Source passage:
German retailer Metro is active in Vietnam, and is finding that you still need to have solid relations with national and local authorities before you can conduct business here.
"They have to believe in your concept and they have to believe that you will add value to the market," says Patrick Lego, the general manager of Metro in Vietnam.
"You have to be perceived that you are willing to invest here, not only in your business, but in the local environment and you have to be patient -- investment has to be seen as long term."
Metro gained its license to do business in Vietnam just four years ago and opened its first store in 2002. By the end of this year it will have seven stores in the country.
According to analysts, it is now easier for overseas businesses to set up operations in Vietnam, especially if they fall into certain categories such as export manufacturing or the service sector that supports the exporter.
"Some areas are restricted and regulated such as retail distribution, telecommunications and banking, but you can get a license to set up a 100 percent wholly foreign owned company in most areas of the economy now," says Fred Burke, from American law firm Baker & McKenzie.
"Getting a business license is much faster now than it used to be -- it used to take a year to get a wholly foreign owned license, now it takes a matter of weeks."
As well as understanding the political and business environment, appreciating the subtleties of Vietnamese culture is also essential to striking up deals.
Culture expert Diep Thai Ngoc says that even business introductions are governed by rules and ritual.

Problem set:
- 1) According to the passage on doing business in Vietnam, in what year did Metro open its first store there?
- 2) Reproduce word for word the portion of the passage on doing business in Vietnam that opens with the words "Metro gained its" and closes with "supports the exporter.".
Answer from the passage on doing business in Vietnam alone.

Given material:
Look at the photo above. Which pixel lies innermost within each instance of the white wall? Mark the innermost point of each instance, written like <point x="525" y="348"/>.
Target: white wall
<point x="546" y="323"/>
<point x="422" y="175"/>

Responses in order:
- 1) 2002

- 2)
Metro gained its license to do business in Vietnam just four years ago and opened its first store in 2002. By the end of this year it will have seven stores in the country.
According to analysts, it is now easier for overseas businesses to set up operations in Vietnam, especially if they fall into certain categories such as export manufacturing or the service sector that supports the exporter.